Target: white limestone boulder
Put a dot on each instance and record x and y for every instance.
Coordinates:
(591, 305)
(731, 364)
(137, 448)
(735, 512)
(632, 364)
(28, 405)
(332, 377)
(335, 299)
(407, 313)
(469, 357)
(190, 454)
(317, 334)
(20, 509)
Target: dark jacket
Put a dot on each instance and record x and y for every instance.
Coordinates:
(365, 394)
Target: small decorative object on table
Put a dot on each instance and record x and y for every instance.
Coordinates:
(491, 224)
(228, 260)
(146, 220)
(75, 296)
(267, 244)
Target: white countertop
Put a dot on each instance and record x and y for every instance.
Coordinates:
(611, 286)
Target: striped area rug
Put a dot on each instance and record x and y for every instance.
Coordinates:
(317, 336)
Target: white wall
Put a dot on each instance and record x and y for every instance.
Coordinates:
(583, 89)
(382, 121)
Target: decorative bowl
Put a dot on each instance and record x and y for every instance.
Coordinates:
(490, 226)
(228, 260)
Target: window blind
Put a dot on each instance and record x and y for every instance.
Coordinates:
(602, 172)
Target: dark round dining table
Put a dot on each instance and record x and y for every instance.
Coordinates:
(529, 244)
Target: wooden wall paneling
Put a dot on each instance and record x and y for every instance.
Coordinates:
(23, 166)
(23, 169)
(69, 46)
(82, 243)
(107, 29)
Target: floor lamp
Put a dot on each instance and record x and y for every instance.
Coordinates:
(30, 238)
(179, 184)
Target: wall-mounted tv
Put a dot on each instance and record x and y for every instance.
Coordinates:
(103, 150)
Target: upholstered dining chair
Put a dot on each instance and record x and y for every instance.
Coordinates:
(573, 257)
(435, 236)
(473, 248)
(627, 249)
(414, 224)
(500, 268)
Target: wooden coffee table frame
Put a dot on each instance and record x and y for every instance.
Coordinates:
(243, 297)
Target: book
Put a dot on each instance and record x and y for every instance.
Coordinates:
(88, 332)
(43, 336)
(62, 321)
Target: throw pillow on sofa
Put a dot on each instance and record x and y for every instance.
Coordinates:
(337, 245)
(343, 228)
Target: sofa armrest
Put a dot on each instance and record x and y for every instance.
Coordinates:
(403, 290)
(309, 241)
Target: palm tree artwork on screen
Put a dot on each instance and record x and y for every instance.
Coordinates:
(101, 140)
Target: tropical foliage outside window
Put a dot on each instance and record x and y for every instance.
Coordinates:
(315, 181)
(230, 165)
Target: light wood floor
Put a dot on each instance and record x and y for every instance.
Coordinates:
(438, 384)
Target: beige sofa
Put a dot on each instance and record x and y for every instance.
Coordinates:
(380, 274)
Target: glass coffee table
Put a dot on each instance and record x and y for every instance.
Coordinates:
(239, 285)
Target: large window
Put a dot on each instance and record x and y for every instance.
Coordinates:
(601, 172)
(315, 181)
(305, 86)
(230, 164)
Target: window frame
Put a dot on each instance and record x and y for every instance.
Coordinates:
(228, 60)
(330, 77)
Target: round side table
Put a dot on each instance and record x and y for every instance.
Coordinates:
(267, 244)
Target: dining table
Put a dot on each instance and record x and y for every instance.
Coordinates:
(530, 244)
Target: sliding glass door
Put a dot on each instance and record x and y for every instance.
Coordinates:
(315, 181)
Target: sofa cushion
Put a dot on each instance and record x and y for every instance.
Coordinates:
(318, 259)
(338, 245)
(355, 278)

+++

*What the exercise asks*.
Return all of the data above exactly, leaving out no line.

*Response area*.
Target: white limestone boulder
Put a dot on each instance and record x and y for every instance.
Coordinates:
(591, 305)
(731, 364)
(137, 448)
(735, 512)
(632, 364)
(28, 405)
(332, 377)
(335, 299)
(407, 313)
(469, 357)
(190, 454)
(317, 334)
(20, 509)
Target: dark jacket
Put a dot on each instance and record x and y for every instance.
Coordinates:
(365, 394)
Target: small decorative object on table
Put a dot on each instance and record x and y for every instance.
Coordinates:
(491, 224)
(228, 260)
(146, 220)
(75, 296)
(267, 244)
Target: white countertop
Put a dot on each instance and record x and y for every instance.
Coordinates:
(611, 286)
Target: striped area rug
Put a dot on each instance and record x and y for every instance.
Coordinates:
(317, 336)
Target: white wall
Put a dot on each instance and record x and y for every instance.
Coordinates:
(583, 89)
(382, 121)
Target: decorative bowl
Put a dot on each instance and record x and y for every instance.
Coordinates:
(490, 226)
(228, 260)
Target: window blind
Put a dot on each instance and record x and y for every instance.
Coordinates:
(602, 172)
Target: dark round dining table
Put a dot on each instance and record x and y for every instance.
Coordinates:
(529, 244)
Target: wooden wall paneling
Put a dot on each instance and record x and y for every instance.
Coordinates:
(23, 166)
(23, 169)
(69, 46)
(82, 243)
(107, 29)
Target: floor lamp
Put a dot on each instance and record x and y for every instance.
Coordinates:
(30, 238)
(179, 184)
Target: wall-mounted tv
Put a dot on each instance and record x and y for every instance.
Coordinates:
(103, 150)
Target: upholstered dining chair
Put a dot on each instance and record x and y for every instance.
Coordinates:
(573, 257)
(435, 236)
(473, 248)
(627, 249)
(414, 224)
(500, 268)
Target: wooden coffee table frame
Put a dot on each instance and record x and y for every instance.
Coordinates:
(243, 297)
Target: book
Put a dot on each instance and record x and y for every instance.
Coordinates:
(88, 332)
(43, 336)
(62, 321)
Target: throw pillow on sofa
Put a dot on each instance and record x and y for every instance.
Coordinates:
(337, 245)
(343, 228)
Target: sofa armrest
Put a dot on each instance and record x and y for every instance.
Coordinates:
(403, 290)
(309, 241)
Target: palm tree artwork on screen
Put a dot on each instance and record x and y for every instance.
Coordinates:
(101, 140)
Target: tropical foliage outside window
Put a dot on each instance and record x and y for every instance.
Coordinates:
(315, 181)
(230, 165)
Target: light wood floor
Put a dot on each instance and record x and y for every instance.
Coordinates:
(438, 384)
Target: beige sofa
Put a dot on each instance and record x and y for every instance.
Coordinates:
(380, 274)
Target: glass coffee table
Put a dot on each instance and record x and y for every instance.
Coordinates:
(239, 285)
Target: large window
Put a dot on each instance and record x and y for every instance.
Coordinates:
(601, 172)
(315, 181)
(305, 86)
(230, 164)
Target: window frame
Put a dot on each instance and record x and y for every instance.
Coordinates:
(228, 60)
(330, 77)
Target: round side table
Put a dot on each instance and record x and y for every instance.
Coordinates:
(267, 244)
Target: dining table
Put a dot on each instance and record x and y for every instance.
Coordinates:
(530, 244)
Target: sliding glass door
Put a dot on each instance and record x and y for every instance.
Coordinates:
(315, 181)
Target: sofa cushion
Put a dot on each instance and record x and y for every instance.
Coordinates:
(318, 259)
(338, 245)
(355, 278)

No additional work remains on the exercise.